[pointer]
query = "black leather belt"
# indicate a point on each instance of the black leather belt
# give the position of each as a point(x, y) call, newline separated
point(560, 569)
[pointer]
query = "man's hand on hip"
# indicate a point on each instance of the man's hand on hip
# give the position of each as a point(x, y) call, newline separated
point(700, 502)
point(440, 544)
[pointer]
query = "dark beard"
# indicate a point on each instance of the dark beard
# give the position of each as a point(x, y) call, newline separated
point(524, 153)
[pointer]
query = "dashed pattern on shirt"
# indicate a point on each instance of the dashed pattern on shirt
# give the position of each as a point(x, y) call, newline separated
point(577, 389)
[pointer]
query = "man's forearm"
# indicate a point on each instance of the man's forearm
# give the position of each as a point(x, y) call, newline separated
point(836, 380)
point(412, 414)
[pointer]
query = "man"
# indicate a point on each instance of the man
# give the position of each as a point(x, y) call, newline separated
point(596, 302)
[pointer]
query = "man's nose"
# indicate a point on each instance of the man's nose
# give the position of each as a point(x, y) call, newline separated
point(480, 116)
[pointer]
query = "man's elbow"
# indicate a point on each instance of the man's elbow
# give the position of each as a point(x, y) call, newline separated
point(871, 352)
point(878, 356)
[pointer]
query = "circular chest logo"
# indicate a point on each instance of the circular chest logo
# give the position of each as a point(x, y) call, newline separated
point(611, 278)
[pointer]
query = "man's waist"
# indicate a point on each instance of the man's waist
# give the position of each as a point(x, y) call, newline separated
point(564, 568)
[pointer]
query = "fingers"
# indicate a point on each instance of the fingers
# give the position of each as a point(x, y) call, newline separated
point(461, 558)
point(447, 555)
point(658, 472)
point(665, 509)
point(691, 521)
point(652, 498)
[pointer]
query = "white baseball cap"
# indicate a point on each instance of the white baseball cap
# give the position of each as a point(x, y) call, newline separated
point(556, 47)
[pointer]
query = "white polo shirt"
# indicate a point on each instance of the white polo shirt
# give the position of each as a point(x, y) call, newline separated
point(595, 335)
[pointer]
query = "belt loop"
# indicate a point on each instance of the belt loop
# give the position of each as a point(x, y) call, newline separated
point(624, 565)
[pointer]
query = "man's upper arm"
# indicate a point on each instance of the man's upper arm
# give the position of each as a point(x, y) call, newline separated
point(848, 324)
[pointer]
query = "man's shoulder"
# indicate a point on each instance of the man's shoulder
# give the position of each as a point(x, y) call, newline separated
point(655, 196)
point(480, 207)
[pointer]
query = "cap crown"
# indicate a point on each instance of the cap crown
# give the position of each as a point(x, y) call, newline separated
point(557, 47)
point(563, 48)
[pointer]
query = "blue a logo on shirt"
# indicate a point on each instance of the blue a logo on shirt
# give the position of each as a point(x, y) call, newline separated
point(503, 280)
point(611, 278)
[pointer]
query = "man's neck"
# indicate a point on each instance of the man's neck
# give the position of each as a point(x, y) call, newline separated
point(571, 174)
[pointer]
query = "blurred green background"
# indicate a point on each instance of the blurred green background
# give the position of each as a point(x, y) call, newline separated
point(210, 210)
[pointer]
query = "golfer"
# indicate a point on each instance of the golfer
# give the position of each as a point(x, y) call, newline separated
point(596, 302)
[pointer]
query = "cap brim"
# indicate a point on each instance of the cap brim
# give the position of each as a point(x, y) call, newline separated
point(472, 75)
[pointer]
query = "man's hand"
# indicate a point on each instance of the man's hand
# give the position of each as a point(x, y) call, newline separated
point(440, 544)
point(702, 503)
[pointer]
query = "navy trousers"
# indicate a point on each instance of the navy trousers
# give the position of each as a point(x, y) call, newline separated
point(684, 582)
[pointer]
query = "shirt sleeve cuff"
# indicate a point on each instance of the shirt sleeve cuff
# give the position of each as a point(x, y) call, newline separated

★ ★ ★ ★

SET EXERCISE
Extract everything from the start of the data down to the line containing "point(556, 47)", with both ends included, and repeat those lines exactly.

TASK OUTPUT
[pointer]
query = "black leather belt"
# indicate a point on each instance of the black leather belt
# give the position of each as a point(x, y) call, newline separated
point(560, 569)
[pointer]
query = "man's hand on hip"
# indicate a point on each instance of the man's hand on hip
# give the position of each as a point(x, y) call, newline separated
point(700, 502)
point(440, 544)
[pointer]
query = "dark beard"
# indicate a point on each instance of the dark beard
# give the position of each as a point(x, y) call, newline separated
point(524, 153)
[pointer]
query = "dashed pattern on shirt"
# indicate a point on each instance of the dashed pattern on shirt
# give the position of each as a point(x, y) call, newline separated
point(577, 389)
[pointer]
query = "man's forearm"
# indicate a point on each instance of the man's forearm
# give the position of each as a point(x, y) call, newline separated
point(836, 380)
point(412, 414)
[pointer]
query = "man"
# indicate a point on each instance of the man
# give the position of each as a point(x, y) call, newline separated
point(596, 302)
[pointer]
query = "man's nose"
# indicate a point on each instance of the man's nose
# give the position of each as a point(x, y) call, newline separated
point(480, 116)
[pointer]
query = "man's elbow"
# indicate a point on each instance of the man's elbow
# give the position of each as a point(x, y) call, newline separated
point(871, 352)
point(878, 356)
[pointer]
query = "circular chest logo"
# indicate a point on each instance of the circular chest logo
# give the position of each as a point(x, y) call, newline separated
point(611, 278)
[pointer]
query = "man's waist"
# indicate a point on each instance of the man's waist
# give the position of each as a point(x, y) call, newline separated
point(564, 568)
[pointer]
query = "fingers"
# indicate a point on each instance of the fingers
# give the position of each as a point(x, y) call, newline separated
point(461, 558)
point(447, 555)
point(658, 472)
point(665, 509)
point(691, 521)
point(652, 498)
[pointer]
query = "white baseball cap"
# indicate a point on each instance of the white baseball cap
# give the position of each as a point(x, y) call, newline separated
point(556, 47)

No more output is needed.